• Point labeling dataset excerpts
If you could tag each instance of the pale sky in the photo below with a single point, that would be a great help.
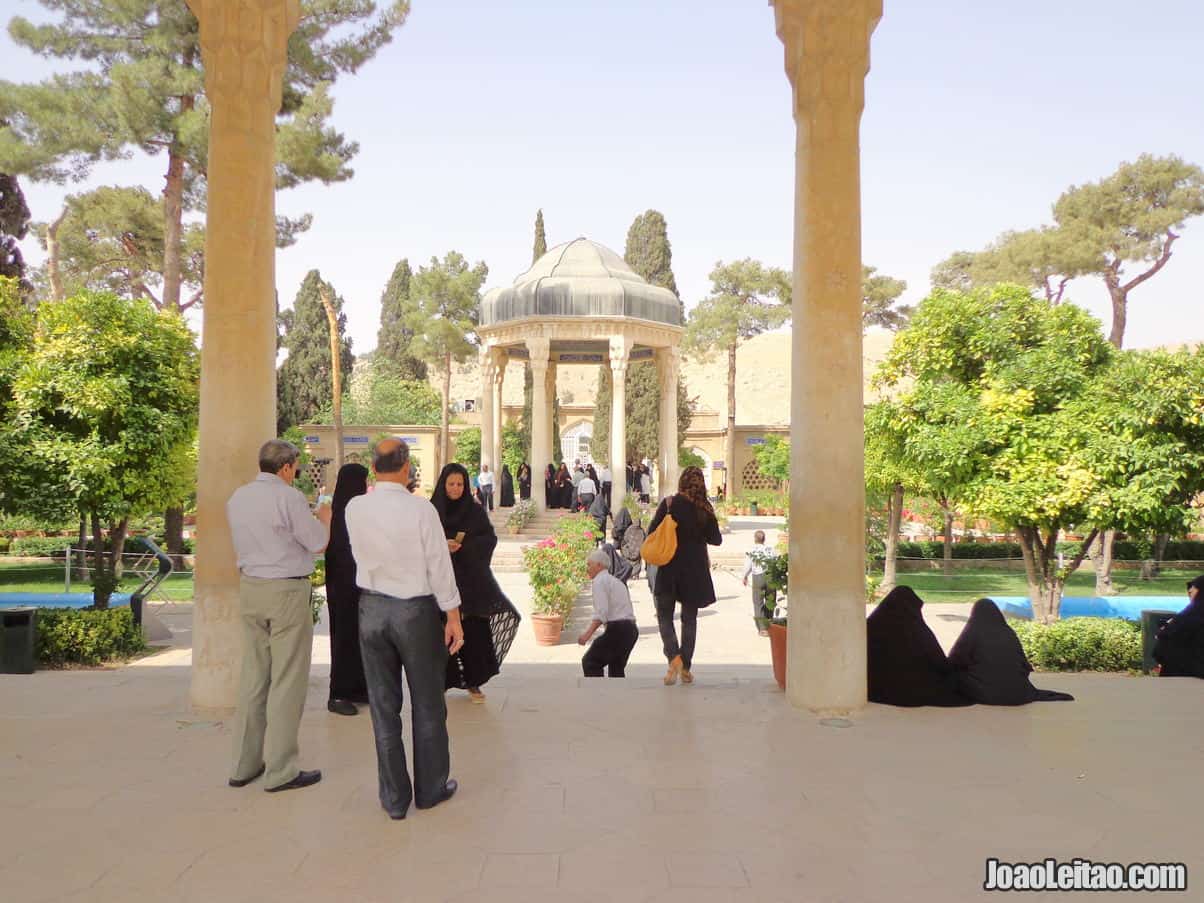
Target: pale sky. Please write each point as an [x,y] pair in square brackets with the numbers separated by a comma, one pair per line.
[978,116]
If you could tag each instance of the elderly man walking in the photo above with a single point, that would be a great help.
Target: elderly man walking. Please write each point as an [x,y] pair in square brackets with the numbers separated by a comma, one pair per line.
[276,538]
[403,567]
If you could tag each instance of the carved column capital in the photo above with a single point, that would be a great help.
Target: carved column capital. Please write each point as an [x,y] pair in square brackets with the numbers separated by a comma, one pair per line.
[245,47]
[827,49]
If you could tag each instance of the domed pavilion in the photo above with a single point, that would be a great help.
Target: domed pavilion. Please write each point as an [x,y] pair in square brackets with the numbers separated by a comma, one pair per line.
[579,304]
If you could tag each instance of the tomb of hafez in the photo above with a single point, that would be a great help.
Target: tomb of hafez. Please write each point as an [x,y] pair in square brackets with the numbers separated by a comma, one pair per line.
[826,47]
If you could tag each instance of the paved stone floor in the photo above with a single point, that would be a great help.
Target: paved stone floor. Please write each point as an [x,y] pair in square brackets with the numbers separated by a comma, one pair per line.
[111,790]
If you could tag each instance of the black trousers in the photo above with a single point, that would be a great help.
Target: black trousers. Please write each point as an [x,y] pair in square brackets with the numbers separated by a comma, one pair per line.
[609,651]
[347,680]
[407,633]
[665,608]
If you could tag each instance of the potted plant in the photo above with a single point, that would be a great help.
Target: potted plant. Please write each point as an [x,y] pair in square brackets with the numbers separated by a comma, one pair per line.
[556,571]
[775,572]
[520,515]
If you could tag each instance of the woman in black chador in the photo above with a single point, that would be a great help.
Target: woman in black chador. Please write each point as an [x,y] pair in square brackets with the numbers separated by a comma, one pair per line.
[906,665]
[1179,648]
[990,664]
[347,682]
[507,497]
[489,619]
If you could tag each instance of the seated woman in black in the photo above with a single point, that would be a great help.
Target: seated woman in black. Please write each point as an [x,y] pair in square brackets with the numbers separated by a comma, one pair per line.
[990,664]
[906,665]
[1179,648]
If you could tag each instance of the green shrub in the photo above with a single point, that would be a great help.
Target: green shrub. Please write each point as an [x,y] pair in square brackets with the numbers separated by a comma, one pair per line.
[40,546]
[1081,644]
[87,636]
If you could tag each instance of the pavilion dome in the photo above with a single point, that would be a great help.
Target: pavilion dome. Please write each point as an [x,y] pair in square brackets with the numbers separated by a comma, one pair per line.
[579,278]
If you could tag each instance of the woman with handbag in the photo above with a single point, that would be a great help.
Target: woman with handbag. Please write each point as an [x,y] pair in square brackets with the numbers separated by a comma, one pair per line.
[684,576]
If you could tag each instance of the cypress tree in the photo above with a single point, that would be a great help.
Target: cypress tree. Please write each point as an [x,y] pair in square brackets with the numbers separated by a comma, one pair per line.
[541,240]
[302,383]
[396,332]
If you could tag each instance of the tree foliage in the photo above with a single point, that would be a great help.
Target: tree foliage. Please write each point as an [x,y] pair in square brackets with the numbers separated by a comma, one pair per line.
[141,88]
[1024,412]
[396,334]
[302,382]
[879,300]
[13,226]
[104,415]
[541,240]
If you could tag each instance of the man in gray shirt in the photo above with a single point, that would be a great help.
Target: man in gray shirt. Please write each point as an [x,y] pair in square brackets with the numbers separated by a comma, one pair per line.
[276,538]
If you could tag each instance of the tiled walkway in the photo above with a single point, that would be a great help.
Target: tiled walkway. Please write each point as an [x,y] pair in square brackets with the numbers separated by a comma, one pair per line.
[625,791]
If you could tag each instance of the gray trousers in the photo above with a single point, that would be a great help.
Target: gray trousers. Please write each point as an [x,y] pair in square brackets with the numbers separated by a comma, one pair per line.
[277,642]
[395,635]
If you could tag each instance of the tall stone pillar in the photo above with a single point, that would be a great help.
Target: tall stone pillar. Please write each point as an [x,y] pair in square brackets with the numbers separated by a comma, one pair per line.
[827,58]
[488,381]
[620,354]
[500,360]
[668,363]
[538,350]
[243,46]
[553,420]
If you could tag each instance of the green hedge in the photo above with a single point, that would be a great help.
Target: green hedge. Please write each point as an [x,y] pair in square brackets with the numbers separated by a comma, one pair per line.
[87,636]
[1081,644]
[40,546]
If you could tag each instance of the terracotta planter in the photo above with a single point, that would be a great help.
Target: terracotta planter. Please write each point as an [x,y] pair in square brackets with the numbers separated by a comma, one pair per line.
[778,647]
[548,629]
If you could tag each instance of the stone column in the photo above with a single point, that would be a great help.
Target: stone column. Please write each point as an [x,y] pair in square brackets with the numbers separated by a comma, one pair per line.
[668,364]
[553,420]
[488,381]
[243,48]
[827,58]
[620,354]
[500,360]
[538,349]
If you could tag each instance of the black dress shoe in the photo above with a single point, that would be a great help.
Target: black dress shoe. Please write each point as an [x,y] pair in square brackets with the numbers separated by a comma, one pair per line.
[304,779]
[449,790]
[245,781]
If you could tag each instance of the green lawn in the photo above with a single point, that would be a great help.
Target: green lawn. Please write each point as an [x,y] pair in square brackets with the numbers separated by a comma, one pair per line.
[48,578]
[968,585]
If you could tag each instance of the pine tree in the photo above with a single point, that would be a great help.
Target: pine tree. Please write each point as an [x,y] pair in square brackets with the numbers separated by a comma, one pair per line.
[395,334]
[142,88]
[13,226]
[302,383]
[541,241]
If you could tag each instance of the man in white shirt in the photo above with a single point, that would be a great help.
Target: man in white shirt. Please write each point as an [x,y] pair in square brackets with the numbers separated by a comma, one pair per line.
[403,566]
[612,607]
[485,484]
[276,537]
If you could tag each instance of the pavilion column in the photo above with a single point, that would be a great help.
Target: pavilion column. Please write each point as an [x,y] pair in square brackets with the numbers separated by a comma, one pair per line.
[554,424]
[538,350]
[827,58]
[620,354]
[243,47]
[668,361]
[488,379]
[499,412]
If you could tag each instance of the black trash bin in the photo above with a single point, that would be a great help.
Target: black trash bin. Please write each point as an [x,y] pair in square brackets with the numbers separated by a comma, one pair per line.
[18,636]
[1151,623]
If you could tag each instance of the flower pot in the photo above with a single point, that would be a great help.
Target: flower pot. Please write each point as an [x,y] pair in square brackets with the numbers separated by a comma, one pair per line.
[778,648]
[548,629]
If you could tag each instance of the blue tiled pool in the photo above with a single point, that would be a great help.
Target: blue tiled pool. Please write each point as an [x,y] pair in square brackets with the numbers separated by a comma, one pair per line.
[1129,607]
[58,600]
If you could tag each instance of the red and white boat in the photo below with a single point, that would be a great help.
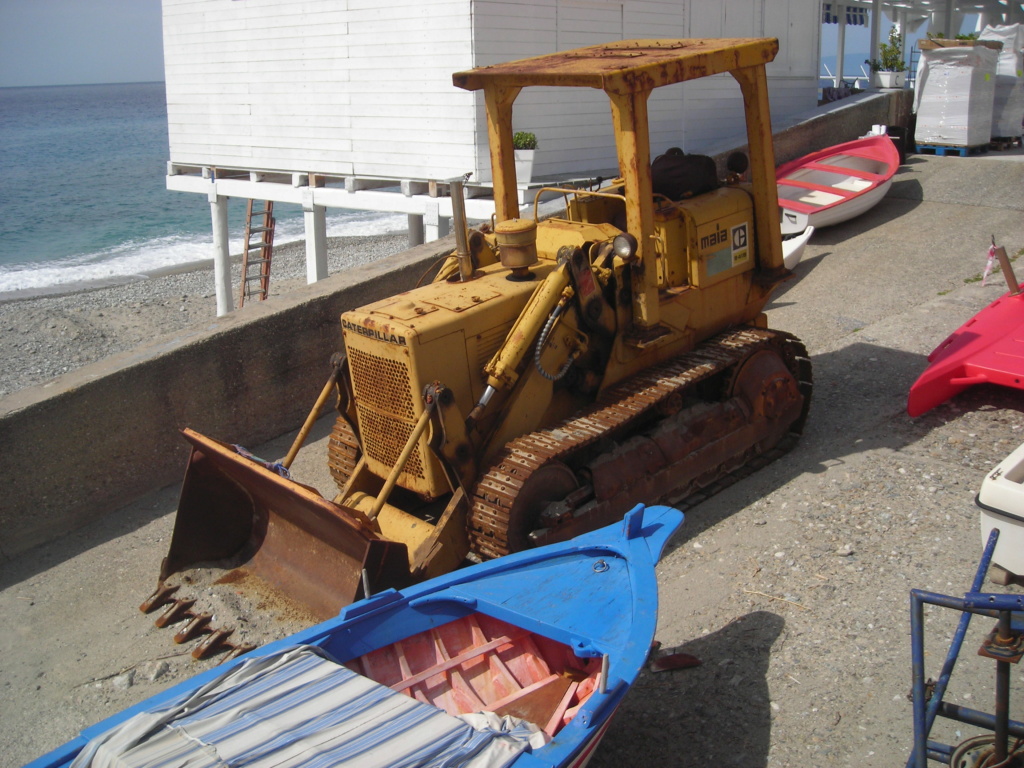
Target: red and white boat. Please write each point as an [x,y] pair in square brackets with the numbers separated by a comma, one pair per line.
[839,182]
[515,663]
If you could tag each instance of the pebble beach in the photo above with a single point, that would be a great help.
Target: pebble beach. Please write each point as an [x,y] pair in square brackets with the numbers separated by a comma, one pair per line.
[44,336]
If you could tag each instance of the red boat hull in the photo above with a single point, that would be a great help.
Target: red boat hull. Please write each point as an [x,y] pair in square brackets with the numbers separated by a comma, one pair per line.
[986,349]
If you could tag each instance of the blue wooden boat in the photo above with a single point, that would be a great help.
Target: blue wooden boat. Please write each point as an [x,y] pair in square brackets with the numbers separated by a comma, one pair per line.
[520,660]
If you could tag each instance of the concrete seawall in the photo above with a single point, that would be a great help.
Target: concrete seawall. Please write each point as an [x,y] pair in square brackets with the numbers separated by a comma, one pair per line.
[95,438]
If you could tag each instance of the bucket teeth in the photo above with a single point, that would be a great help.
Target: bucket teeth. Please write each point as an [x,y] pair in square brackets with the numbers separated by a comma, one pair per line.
[161,596]
[197,626]
[212,643]
[176,611]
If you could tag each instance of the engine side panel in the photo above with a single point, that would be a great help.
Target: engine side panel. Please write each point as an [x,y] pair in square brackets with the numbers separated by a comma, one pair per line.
[440,332]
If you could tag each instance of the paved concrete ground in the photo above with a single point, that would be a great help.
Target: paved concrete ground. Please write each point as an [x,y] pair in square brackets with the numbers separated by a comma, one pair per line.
[791,586]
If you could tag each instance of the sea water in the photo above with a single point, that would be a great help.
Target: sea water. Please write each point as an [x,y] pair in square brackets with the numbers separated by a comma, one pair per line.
[83,195]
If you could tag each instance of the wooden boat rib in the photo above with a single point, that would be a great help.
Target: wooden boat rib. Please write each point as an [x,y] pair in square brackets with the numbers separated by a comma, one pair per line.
[840,182]
[517,662]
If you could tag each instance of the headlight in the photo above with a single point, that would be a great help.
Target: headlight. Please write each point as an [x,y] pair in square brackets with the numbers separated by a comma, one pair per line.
[625,246]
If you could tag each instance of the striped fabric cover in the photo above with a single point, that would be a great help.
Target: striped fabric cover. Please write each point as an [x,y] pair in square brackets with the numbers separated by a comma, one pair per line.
[297,708]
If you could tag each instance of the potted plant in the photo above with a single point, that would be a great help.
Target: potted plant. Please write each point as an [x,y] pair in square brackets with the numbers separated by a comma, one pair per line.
[524,144]
[889,68]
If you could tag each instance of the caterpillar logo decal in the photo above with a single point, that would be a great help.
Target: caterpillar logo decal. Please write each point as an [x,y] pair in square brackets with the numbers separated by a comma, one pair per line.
[740,252]
[374,333]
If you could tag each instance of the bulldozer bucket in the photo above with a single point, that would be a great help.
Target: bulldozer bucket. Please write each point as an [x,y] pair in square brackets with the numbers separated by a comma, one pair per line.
[237,513]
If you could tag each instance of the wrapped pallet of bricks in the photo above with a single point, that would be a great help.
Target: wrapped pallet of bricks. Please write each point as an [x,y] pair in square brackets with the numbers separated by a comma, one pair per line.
[954,92]
[1008,107]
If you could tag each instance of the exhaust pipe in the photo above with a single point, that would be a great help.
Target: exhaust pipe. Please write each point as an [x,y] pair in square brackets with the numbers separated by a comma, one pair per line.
[461,231]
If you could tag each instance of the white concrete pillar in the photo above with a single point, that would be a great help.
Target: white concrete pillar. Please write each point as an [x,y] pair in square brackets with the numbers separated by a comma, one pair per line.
[415,229]
[840,45]
[221,254]
[435,225]
[876,29]
[315,221]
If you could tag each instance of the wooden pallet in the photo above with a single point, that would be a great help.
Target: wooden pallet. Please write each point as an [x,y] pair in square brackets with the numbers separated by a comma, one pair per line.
[943,150]
[1005,142]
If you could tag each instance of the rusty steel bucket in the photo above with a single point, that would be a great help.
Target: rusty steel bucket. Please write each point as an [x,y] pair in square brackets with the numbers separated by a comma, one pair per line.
[237,513]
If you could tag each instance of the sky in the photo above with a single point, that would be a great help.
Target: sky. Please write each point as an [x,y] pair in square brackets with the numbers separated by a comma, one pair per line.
[77,42]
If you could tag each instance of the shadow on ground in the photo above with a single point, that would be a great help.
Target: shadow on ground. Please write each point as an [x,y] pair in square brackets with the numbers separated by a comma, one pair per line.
[664,721]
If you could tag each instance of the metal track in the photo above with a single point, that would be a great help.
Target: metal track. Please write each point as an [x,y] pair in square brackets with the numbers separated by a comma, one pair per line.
[614,414]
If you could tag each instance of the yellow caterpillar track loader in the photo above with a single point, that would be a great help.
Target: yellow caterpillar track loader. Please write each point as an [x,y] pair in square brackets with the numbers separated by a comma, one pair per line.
[554,374]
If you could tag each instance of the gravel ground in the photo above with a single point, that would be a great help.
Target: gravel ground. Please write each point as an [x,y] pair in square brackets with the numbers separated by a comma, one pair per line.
[791,587]
[45,336]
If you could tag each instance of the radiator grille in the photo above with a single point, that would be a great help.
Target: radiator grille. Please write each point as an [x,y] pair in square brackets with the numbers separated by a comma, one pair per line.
[384,437]
[382,383]
[385,411]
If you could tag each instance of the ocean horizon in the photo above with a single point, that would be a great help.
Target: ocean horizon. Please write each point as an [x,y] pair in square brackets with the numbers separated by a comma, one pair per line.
[83,171]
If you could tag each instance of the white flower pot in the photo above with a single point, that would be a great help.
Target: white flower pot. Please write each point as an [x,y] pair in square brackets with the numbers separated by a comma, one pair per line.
[889,79]
[524,165]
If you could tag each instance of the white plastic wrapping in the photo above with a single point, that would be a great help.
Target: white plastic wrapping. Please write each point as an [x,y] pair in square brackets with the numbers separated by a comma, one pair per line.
[1008,105]
[954,95]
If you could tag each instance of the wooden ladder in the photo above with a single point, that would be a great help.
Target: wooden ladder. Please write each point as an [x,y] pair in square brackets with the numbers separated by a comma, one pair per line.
[256,255]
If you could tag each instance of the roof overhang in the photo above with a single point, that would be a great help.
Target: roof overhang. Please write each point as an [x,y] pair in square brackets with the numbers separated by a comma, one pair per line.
[625,67]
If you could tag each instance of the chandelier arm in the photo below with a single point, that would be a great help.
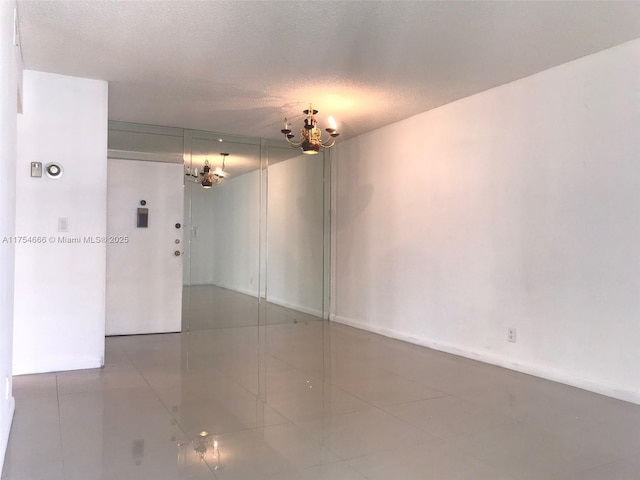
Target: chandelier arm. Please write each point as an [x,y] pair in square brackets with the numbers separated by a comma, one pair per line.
[293,144]
[331,142]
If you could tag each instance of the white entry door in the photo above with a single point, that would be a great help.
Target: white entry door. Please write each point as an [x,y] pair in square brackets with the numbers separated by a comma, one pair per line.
[144,263]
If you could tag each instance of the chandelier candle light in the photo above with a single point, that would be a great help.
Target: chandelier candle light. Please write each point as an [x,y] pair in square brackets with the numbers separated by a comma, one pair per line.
[210,178]
[310,133]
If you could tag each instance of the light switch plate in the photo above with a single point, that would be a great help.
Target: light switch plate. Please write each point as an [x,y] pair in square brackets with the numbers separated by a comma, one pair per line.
[36,169]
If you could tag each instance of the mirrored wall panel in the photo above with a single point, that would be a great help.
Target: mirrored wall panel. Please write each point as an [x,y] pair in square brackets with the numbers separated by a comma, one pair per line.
[222,223]
[255,230]
[295,237]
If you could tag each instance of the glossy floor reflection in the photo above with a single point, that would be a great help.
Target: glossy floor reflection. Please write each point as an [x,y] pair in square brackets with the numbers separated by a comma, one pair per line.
[308,401]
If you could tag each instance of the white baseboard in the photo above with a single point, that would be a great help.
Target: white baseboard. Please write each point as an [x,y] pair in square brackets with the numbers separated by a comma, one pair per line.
[46,365]
[4,434]
[541,371]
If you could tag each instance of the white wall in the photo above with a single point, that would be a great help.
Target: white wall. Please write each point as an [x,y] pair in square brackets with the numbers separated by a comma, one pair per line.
[8,102]
[60,288]
[517,207]
[295,238]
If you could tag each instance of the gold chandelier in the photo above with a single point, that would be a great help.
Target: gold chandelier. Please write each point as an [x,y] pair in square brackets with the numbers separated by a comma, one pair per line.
[311,134]
[215,177]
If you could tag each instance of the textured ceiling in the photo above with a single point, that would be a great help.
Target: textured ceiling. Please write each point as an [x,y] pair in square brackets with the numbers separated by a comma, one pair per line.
[239,67]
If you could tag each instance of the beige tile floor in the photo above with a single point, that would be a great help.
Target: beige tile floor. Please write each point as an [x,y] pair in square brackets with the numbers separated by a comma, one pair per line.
[307,401]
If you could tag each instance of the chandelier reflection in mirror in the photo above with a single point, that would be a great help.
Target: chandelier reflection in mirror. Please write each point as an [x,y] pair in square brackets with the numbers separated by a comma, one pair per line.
[208,177]
[311,135]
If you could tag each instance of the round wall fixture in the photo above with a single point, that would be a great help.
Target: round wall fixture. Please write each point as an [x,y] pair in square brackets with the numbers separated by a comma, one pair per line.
[53,170]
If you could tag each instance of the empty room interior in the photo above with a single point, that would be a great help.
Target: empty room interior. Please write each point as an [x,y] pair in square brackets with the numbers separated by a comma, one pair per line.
[328,240]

• Problem to solve
Reproduce exactly, with nothing added, the lines from the one that contains "If you could tag each instance of the round" to the end of the data.

• Response for this exercise
If you could tag each instance of the round wall fixture in the photo above with a single point, that would be a great help.
Target: round wall fixture. Please write each point as an [x,y] pair in square brackets with the numbers separated by a comma, one pair per line.
[53,170]
If you could tag each instance of the empty room interior in the photo above with a single point, that would be a great help.
Target: empty room interior. Please write each point as an [x,y] pair in square brackets with the numbers separated by a comma, one pair per line.
[328,240]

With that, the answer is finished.